Work to complete:
Every line of the data below that holds the string "with" needs to be reported.

Excerpted data:
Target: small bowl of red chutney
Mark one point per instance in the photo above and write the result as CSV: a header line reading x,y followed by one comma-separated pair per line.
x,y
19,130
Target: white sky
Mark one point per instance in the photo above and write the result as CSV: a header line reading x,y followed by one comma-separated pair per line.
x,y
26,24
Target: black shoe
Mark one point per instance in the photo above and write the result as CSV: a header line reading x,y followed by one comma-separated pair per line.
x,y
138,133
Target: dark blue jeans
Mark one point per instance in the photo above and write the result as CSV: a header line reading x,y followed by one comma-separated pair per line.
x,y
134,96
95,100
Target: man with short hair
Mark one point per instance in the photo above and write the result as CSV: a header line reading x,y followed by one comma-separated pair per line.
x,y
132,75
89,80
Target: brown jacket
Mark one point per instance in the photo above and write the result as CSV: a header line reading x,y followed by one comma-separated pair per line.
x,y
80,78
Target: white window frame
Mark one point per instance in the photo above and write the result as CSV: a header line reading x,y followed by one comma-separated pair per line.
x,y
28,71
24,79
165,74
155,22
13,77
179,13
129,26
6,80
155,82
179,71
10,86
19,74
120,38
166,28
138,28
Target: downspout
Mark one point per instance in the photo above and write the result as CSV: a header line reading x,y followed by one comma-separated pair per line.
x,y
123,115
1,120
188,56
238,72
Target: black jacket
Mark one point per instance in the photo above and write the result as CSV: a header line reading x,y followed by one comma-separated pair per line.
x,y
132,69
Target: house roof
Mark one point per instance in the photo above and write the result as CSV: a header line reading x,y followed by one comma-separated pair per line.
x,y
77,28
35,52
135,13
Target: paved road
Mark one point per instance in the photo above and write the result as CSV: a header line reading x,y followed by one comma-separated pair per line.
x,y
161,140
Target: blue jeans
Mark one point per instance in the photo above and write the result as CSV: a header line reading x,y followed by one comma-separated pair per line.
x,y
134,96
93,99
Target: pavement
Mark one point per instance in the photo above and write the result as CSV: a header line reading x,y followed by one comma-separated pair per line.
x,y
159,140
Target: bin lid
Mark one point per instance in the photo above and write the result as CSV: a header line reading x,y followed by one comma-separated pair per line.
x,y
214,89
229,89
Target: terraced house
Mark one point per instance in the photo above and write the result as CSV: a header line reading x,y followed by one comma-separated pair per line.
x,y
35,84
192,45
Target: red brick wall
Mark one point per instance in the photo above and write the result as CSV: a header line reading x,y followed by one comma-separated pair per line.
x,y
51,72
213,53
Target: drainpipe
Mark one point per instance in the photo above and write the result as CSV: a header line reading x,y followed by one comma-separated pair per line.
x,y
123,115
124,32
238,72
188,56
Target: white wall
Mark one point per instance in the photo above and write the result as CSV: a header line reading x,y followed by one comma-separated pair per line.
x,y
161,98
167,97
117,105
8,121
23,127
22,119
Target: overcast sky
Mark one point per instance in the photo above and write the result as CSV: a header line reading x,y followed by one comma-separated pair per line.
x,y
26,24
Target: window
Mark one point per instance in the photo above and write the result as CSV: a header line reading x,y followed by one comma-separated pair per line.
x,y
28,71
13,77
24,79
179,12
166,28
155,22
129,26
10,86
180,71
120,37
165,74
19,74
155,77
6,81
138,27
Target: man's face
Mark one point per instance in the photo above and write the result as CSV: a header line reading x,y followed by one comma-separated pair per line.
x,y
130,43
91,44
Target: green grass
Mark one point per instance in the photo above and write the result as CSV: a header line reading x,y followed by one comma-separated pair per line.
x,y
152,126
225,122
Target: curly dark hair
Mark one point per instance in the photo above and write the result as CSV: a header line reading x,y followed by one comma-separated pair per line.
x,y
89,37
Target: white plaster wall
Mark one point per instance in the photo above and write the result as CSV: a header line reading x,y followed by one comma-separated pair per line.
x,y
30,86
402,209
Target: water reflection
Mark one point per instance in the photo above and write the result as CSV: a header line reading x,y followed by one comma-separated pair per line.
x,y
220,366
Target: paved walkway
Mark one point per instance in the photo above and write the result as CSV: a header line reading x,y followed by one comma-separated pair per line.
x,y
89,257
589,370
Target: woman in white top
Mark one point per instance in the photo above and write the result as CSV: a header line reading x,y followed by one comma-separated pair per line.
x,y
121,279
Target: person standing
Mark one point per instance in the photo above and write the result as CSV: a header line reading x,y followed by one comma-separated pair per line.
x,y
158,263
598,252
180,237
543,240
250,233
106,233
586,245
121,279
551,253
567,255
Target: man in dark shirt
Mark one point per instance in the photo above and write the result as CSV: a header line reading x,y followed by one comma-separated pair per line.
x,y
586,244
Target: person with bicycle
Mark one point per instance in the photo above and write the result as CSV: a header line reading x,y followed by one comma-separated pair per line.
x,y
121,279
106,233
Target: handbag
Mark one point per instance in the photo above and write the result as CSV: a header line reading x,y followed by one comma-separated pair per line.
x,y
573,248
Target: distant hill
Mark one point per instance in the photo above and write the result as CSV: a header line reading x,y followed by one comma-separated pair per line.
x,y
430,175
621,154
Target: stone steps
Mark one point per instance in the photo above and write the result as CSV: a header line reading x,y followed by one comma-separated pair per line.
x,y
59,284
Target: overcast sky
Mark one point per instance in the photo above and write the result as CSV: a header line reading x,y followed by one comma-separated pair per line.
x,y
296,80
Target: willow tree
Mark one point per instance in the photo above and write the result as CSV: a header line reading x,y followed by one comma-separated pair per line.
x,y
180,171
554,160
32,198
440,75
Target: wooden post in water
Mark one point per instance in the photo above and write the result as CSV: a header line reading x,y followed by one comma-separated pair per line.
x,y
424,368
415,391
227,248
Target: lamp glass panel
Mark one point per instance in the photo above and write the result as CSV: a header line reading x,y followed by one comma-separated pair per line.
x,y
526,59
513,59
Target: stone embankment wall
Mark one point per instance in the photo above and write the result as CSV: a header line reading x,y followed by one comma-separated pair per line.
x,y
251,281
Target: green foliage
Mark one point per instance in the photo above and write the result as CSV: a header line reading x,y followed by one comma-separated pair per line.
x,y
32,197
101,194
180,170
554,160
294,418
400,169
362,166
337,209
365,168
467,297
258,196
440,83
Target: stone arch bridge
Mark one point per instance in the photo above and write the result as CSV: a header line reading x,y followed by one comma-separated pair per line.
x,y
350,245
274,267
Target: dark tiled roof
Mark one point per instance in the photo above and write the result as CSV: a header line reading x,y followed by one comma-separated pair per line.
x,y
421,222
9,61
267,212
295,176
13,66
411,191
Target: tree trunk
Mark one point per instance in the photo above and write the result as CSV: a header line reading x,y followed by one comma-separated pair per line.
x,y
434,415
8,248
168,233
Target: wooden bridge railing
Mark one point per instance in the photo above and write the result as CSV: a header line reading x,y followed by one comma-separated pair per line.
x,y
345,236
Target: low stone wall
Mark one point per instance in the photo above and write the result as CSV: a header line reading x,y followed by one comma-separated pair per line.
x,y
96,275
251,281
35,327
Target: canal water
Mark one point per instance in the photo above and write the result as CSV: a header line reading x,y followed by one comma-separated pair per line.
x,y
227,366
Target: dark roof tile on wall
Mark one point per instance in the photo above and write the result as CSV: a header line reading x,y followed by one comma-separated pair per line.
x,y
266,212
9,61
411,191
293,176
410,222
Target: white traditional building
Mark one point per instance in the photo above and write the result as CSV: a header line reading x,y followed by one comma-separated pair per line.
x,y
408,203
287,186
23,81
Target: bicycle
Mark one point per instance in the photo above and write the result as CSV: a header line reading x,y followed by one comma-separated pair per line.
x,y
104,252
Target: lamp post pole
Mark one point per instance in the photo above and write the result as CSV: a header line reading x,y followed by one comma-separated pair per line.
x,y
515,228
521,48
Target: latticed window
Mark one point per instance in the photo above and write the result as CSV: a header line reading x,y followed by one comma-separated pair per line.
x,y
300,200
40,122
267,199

Response to this task:
Target: man with short hair
Target: person with bicycle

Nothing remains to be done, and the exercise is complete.